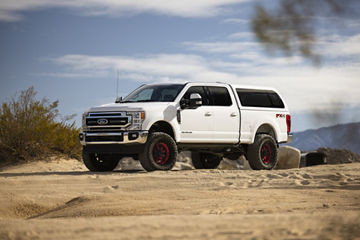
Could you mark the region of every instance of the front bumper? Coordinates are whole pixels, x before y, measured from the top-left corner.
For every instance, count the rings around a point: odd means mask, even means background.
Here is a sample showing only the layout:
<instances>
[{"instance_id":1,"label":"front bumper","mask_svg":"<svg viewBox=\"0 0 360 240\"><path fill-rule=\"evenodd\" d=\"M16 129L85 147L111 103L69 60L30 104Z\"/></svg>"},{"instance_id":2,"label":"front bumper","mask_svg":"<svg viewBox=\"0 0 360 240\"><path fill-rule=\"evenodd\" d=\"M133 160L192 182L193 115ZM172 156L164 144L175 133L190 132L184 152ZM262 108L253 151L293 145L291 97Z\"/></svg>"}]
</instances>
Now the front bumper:
<instances>
[{"instance_id":1,"label":"front bumper","mask_svg":"<svg viewBox=\"0 0 360 240\"><path fill-rule=\"evenodd\" d=\"M148 131L81 132L79 139L83 146L89 144L144 144L146 143L148 134Z\"/></svg>"}]
</instances>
=====
§ Task description
Show each line in the listing above that has "every".

§ Solved problem
Could you mark the region of every instance of the front bumper? Coordinates are whole pixels, x before y, measured from the top-left corner.
For every instance, count the rings around a point: odd means mask, even means background.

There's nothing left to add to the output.